What this task involves: From the data below, please reproduce exactly everything from the line that contains "Query: man's short gray hair" down to the line that contains "column 521, row 332", with both ends included.

Dataset excerpts:
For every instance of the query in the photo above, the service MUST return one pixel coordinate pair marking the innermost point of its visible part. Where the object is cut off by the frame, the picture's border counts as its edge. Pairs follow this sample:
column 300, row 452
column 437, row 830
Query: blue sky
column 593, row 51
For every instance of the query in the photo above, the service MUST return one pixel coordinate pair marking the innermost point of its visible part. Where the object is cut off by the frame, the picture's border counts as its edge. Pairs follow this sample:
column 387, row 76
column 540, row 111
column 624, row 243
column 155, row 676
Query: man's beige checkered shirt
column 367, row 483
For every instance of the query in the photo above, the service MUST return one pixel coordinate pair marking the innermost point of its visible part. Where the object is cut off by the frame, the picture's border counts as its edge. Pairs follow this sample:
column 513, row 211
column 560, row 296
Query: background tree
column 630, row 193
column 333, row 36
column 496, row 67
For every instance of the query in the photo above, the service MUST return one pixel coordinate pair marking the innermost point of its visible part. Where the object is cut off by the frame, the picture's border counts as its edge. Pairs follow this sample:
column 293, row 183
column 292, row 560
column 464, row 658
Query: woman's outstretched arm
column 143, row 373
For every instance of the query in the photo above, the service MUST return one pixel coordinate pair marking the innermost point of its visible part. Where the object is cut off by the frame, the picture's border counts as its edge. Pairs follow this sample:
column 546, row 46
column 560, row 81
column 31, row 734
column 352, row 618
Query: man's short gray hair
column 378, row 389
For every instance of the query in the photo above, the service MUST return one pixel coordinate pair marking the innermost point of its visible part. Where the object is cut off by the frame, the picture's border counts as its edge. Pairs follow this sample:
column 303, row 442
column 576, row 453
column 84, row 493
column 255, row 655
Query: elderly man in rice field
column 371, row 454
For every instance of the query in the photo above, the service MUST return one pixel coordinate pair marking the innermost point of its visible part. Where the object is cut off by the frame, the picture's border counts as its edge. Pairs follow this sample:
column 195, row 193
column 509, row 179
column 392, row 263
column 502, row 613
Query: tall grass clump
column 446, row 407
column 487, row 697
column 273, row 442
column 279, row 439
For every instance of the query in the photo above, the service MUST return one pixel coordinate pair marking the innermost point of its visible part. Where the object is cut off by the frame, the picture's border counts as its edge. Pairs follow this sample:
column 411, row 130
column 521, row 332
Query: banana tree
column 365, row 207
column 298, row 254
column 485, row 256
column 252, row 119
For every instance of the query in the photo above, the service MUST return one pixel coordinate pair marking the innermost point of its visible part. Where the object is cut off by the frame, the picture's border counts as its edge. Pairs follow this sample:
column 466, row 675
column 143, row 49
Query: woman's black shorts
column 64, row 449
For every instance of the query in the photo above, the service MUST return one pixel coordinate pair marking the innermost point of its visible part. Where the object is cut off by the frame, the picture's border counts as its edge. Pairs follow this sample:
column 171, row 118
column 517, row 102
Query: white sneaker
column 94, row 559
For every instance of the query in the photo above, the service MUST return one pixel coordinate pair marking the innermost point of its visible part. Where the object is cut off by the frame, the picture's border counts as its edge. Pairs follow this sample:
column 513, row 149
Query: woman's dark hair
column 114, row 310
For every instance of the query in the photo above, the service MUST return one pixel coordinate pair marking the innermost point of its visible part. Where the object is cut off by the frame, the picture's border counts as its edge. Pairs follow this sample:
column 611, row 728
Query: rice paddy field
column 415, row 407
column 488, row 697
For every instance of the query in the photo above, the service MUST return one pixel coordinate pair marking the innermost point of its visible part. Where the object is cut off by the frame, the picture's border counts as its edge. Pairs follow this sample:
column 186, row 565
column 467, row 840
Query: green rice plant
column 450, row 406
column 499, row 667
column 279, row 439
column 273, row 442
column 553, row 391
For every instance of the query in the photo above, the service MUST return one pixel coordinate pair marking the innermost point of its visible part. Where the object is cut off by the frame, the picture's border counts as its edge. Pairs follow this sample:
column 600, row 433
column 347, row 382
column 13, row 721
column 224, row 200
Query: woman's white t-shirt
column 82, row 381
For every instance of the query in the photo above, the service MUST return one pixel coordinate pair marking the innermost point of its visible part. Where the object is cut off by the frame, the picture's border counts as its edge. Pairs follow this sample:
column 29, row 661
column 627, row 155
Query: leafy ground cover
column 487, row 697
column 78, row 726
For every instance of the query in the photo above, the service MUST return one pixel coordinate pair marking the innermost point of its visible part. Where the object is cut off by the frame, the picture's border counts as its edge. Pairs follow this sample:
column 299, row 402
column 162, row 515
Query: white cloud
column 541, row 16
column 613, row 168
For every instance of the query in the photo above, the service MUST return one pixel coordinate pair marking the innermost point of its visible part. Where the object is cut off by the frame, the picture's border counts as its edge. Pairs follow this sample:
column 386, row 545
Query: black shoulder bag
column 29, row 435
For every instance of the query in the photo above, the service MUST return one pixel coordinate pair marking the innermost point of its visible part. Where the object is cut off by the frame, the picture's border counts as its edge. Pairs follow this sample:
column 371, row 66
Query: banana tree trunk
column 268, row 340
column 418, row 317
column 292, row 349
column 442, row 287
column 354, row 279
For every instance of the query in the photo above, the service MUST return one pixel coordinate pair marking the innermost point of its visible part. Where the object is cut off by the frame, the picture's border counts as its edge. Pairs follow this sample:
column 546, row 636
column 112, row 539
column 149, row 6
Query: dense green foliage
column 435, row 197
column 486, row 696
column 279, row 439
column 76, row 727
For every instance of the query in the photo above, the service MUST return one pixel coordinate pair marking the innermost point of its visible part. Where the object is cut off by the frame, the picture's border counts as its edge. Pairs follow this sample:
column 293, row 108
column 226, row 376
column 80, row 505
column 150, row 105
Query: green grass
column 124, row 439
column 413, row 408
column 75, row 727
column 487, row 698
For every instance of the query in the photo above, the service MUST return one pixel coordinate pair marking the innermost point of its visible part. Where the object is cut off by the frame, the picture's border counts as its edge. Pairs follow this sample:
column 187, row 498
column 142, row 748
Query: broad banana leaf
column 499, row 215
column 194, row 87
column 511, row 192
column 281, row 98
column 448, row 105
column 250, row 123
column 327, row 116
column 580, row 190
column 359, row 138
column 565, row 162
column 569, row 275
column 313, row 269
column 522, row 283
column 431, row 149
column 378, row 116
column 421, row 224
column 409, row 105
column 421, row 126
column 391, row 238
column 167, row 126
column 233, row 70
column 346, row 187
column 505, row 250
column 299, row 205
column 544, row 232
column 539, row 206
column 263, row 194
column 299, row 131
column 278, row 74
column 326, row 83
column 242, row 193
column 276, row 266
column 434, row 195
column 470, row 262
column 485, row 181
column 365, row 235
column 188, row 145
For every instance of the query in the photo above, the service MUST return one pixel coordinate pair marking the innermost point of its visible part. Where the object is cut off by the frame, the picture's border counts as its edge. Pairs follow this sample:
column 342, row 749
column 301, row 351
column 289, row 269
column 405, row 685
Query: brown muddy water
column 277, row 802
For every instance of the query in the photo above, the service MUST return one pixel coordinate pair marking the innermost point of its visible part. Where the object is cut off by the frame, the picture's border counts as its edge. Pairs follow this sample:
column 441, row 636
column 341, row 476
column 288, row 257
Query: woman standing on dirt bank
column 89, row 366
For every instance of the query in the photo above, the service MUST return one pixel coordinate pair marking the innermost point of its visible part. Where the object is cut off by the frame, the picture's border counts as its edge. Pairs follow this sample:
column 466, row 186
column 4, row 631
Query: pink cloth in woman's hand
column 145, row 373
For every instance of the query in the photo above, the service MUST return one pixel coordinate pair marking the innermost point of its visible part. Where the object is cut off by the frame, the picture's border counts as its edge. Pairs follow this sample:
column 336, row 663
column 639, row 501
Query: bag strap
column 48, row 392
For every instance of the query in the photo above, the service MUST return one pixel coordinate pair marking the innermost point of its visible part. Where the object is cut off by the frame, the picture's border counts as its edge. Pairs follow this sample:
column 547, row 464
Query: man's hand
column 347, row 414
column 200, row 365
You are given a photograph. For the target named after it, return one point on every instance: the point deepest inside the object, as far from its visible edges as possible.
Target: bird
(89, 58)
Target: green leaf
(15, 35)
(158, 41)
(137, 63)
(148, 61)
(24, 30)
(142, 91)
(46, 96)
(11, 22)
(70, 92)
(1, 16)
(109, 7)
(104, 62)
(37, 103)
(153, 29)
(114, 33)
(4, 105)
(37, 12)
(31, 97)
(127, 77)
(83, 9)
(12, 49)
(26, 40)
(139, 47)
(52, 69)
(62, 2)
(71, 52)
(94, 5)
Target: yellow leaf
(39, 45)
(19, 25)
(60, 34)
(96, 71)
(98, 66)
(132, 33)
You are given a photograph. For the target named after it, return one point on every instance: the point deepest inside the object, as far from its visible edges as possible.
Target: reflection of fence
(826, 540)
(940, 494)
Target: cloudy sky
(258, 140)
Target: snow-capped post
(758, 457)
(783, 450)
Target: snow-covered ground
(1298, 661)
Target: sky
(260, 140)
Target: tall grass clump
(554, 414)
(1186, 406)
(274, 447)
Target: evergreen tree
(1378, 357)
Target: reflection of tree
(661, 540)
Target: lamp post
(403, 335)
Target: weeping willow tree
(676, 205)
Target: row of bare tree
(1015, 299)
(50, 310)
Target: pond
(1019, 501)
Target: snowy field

Answer box:
Query: man's short gray hair
column 378, row 389
For every instance of the query in the photo above, the service MUST return one pixel coordinate pair marking the innermost point of its visible part. Where the object is cut off by the frame, the picture's border counts as its edge. Pairs follow this sample:
column 303, row 442
column 576, row 453
column 84, row 493
column 255, row 655
Query: elderly man in rice field
column 371, row 454
For every instance of the query in the photo above, the service MUST return one pixel coordinate pair marking the innermost point of its visible part. Where the object is cut off by the frame, the picture's border counts as its edge. Pairs follow this sample:
column 195, row 193
column 509, row 179
column 392, row 263
column 502, row 613
Query: tall grass clump
column 446, row 407
column 487, row 697
column 273, row 442
column 279, row 439
For every instance of the query in the photo above, the service MUST return one pixel coordinate pair marking the innermost point of its visible part. Where the object is cut off by the frame, the picture's border counts as its edge. Pairs follow this sample:
column 411, row 130
column 521, row 332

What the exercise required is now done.